#### Exercise prompt
The only thing to report is how many lines of the data contain the word "below".
··· Provided records
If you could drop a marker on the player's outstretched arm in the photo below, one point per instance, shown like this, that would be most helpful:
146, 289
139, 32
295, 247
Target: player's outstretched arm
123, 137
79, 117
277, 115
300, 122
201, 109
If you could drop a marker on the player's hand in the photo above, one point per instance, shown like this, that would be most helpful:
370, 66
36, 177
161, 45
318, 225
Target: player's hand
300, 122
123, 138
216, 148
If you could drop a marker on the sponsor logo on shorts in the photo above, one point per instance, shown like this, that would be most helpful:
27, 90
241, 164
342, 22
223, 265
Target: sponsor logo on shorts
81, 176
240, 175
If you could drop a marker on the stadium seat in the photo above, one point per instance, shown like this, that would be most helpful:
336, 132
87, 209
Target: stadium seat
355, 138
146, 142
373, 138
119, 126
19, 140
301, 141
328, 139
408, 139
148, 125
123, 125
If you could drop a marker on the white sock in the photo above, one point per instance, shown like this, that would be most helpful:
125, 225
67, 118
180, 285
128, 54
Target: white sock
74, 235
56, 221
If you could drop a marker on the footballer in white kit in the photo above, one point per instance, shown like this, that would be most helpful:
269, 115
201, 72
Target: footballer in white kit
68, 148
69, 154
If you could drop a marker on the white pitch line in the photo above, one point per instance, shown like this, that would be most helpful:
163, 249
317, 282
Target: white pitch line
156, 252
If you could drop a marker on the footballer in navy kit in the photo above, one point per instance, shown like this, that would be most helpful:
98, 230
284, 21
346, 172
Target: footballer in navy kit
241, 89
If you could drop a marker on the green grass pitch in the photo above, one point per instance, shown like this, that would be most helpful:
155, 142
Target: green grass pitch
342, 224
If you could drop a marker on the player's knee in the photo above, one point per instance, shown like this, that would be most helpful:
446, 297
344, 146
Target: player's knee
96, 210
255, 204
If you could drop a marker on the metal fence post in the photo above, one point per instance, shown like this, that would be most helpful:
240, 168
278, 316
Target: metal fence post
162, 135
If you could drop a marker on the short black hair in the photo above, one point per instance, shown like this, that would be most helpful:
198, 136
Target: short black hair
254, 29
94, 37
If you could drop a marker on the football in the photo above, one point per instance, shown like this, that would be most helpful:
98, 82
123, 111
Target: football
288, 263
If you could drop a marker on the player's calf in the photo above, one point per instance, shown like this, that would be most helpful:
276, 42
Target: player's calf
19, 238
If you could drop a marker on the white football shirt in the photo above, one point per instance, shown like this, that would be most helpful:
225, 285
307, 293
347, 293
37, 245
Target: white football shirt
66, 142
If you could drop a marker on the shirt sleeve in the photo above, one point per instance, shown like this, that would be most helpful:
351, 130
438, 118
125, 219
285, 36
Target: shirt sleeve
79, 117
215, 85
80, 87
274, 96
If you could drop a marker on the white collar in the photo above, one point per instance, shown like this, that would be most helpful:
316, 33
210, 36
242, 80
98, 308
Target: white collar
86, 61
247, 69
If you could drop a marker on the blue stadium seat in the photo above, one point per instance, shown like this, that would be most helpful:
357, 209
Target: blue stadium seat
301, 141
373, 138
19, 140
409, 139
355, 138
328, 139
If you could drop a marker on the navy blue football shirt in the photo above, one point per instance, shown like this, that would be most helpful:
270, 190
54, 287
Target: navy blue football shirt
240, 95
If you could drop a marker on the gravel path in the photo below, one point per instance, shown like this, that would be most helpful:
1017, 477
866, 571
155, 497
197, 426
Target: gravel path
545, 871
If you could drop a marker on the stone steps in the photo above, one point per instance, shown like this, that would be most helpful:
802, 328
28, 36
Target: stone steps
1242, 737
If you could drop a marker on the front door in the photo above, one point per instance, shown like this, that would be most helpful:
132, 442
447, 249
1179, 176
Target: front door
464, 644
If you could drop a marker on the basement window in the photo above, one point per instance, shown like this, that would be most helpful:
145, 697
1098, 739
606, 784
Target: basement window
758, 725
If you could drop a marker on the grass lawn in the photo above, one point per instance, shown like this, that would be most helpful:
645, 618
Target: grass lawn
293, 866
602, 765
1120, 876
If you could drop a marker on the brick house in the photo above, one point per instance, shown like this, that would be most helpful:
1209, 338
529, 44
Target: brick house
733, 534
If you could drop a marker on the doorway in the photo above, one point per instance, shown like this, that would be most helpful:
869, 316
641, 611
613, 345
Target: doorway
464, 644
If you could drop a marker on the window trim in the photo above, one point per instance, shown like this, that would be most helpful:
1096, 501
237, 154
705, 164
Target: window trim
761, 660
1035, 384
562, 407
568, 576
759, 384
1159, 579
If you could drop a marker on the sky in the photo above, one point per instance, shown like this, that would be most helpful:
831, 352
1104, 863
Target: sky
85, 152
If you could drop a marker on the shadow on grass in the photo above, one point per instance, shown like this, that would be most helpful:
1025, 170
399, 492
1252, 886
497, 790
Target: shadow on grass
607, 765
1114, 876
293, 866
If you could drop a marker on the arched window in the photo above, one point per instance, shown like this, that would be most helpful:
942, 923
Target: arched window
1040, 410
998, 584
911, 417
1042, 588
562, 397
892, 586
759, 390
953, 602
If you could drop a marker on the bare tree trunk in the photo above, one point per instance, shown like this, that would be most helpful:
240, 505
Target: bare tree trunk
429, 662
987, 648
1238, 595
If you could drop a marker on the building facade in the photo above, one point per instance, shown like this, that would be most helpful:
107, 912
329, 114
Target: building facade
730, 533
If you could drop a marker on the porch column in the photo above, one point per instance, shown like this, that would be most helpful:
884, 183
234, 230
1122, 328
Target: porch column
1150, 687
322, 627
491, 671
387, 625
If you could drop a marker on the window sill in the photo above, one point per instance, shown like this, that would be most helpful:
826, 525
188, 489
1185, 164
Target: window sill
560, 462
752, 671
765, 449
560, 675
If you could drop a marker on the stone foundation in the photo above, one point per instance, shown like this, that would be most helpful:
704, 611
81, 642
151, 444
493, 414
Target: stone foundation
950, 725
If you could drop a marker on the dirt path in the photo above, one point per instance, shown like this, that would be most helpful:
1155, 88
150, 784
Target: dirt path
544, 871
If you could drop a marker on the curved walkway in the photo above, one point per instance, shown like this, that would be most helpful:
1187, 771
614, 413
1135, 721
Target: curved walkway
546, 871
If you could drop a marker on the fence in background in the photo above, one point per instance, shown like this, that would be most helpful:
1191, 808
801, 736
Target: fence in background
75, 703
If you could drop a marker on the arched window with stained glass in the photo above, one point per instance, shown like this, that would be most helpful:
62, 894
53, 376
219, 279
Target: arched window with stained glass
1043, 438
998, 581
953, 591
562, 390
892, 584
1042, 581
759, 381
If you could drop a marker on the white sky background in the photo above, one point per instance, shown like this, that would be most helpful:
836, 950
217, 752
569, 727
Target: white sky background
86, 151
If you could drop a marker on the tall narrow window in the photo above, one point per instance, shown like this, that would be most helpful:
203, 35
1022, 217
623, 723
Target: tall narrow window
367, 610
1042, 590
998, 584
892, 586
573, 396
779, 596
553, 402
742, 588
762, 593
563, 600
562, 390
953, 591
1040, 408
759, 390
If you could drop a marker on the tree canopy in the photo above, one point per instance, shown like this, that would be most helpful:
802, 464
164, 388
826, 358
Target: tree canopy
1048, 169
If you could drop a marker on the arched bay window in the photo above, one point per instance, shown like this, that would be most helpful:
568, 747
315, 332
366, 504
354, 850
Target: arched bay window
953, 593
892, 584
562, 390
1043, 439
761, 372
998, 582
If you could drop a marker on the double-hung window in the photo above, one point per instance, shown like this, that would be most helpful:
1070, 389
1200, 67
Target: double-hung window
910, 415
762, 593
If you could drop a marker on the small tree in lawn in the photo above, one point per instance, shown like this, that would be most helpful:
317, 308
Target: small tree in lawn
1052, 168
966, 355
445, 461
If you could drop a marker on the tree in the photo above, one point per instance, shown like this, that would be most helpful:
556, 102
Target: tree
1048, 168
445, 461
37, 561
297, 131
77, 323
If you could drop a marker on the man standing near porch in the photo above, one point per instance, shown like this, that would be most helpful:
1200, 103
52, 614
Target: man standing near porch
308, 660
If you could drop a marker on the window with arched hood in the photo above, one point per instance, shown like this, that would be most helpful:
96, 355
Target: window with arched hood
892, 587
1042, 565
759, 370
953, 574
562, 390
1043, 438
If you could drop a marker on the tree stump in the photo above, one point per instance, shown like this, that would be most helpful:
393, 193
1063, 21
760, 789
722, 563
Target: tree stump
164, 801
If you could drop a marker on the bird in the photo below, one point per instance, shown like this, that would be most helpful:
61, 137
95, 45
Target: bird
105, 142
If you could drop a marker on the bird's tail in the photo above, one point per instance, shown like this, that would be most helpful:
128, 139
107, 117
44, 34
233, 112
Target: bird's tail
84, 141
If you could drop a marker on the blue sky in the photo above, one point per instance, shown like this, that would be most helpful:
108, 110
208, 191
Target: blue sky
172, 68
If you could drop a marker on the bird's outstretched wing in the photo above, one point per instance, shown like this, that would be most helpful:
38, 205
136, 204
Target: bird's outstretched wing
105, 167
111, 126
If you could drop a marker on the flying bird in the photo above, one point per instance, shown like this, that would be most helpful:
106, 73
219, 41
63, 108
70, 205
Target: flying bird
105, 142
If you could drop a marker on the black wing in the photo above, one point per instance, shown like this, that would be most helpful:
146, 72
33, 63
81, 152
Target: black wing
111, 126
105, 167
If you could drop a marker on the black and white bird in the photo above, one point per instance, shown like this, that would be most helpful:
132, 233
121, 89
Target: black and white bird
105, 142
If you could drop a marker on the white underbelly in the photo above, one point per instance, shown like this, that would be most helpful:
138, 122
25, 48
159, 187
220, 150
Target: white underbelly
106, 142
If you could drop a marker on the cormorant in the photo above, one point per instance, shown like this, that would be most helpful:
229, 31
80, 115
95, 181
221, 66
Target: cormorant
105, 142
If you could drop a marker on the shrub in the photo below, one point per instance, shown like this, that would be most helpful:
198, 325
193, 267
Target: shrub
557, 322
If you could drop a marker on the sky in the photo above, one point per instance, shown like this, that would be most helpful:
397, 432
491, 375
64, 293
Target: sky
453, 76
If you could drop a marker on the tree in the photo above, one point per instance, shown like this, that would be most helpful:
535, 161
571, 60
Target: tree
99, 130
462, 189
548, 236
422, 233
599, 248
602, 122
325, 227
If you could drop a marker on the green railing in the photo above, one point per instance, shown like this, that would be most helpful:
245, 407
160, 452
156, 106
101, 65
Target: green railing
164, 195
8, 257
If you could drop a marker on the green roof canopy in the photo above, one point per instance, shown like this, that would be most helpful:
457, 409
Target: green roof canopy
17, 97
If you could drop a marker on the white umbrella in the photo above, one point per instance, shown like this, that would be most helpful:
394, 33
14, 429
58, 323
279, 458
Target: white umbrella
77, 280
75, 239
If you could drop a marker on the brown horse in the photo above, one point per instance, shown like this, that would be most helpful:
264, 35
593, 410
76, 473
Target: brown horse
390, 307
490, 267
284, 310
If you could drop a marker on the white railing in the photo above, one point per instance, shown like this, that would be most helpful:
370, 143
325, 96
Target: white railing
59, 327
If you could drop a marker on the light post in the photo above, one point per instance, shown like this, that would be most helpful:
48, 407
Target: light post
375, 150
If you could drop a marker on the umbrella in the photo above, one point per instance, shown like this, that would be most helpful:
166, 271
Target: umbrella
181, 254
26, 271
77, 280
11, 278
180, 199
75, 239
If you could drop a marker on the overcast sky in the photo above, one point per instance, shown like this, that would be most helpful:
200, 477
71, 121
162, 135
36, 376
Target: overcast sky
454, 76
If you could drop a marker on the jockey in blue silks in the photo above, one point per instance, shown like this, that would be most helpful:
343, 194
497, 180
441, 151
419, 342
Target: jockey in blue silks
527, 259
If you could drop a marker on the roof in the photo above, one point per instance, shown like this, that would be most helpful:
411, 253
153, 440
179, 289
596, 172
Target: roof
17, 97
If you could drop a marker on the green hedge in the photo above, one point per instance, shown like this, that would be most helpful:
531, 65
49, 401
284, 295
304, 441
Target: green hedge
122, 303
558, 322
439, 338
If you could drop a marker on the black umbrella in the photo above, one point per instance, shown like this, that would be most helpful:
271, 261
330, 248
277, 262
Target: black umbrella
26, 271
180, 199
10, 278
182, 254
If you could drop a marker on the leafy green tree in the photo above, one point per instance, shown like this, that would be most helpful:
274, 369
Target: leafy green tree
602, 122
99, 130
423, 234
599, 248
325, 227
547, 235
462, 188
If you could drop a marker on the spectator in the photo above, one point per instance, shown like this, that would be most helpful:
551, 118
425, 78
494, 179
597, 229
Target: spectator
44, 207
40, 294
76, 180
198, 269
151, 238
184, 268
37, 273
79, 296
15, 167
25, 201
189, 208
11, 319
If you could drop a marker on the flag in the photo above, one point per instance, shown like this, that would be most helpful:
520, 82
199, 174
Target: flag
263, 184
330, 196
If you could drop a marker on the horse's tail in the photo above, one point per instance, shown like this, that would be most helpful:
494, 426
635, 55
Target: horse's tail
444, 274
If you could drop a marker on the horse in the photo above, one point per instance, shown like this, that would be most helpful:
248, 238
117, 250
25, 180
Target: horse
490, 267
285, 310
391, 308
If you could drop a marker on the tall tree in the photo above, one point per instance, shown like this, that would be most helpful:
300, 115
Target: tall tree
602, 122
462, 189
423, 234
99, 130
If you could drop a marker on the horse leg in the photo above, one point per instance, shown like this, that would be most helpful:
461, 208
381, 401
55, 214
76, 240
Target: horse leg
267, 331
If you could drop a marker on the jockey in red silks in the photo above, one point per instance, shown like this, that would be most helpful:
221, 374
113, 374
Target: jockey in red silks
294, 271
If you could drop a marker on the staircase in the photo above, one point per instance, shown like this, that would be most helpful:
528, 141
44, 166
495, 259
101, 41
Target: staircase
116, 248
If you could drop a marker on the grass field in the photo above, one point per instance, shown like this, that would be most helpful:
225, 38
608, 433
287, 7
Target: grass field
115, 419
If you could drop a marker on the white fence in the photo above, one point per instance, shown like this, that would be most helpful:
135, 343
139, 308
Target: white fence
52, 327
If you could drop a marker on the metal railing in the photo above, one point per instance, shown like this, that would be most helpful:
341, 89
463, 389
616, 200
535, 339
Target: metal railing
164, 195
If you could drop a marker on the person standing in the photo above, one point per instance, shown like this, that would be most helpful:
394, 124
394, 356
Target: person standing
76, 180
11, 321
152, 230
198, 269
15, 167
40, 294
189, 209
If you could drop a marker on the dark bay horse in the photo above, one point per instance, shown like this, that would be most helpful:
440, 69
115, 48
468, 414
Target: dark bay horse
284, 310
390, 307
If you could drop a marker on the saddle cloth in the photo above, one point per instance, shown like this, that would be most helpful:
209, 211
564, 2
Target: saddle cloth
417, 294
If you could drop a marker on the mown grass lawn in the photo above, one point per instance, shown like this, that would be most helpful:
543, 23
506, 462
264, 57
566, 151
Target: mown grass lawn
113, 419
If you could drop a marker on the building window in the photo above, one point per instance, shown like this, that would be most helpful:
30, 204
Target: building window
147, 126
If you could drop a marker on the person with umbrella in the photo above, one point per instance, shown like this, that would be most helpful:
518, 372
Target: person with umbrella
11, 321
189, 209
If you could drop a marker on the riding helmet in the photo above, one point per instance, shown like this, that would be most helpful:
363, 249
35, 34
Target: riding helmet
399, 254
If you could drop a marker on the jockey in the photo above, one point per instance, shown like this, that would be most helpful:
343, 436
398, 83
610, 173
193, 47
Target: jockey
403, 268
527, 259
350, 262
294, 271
······
#### Answer to the problem
4